___ Source material

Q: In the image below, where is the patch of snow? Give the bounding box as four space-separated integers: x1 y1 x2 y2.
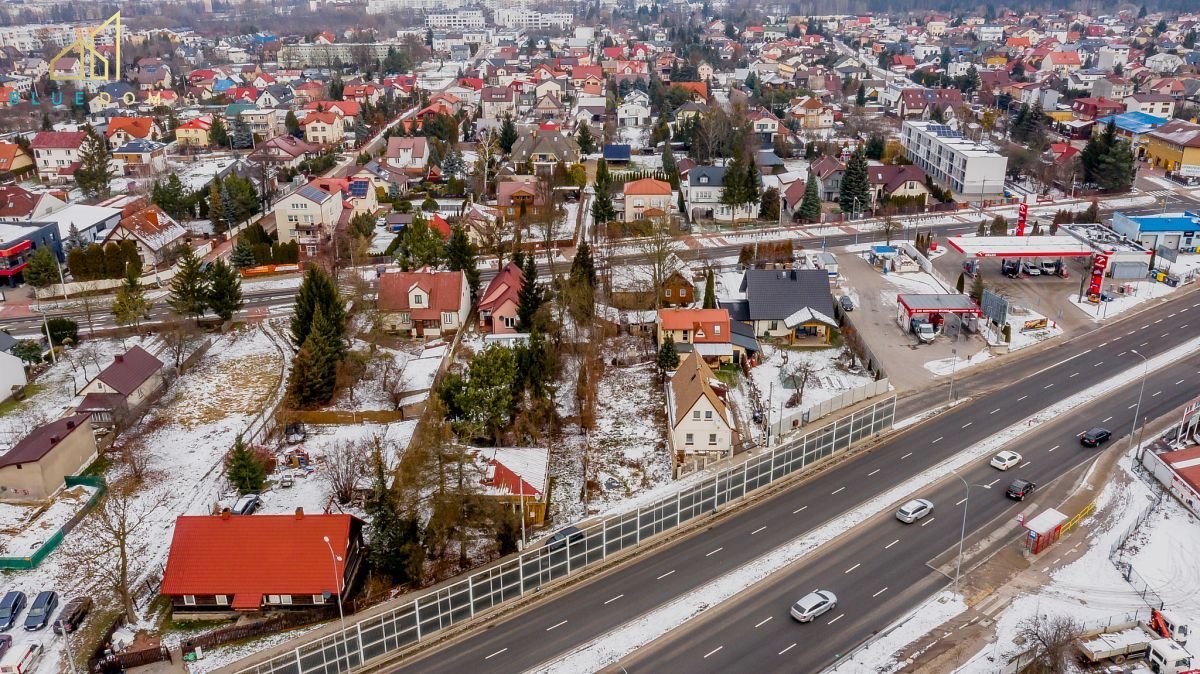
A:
1067 281 1177 321
924 349 993 376
835 591 969 673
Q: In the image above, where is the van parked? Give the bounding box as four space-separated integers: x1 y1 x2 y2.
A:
52 596 91 635
0 593 25 631
0 641 41 674
23 591 56 631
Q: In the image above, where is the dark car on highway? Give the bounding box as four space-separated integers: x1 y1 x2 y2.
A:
1080 428 1112 447
1006 480 1037 501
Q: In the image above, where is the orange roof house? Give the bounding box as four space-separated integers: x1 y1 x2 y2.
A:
478 261 525 334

______

## What needs to be done
Your answer should be each line of the data that contains the word "above", copied as it stands.

## Expected answer
Q: In the image above, where is the van parked? Give the bounding box as four space-separated integers: x1 y1 x2 y2.
Q: In the image above, where is the dark car on highway? Give the bounding box as four space-separated integers: x1 y1 x2 y2.
Q: In the image above, where is the orange roof house? Give the bounding box as four space-separated integers: x1 y1 x2 y2.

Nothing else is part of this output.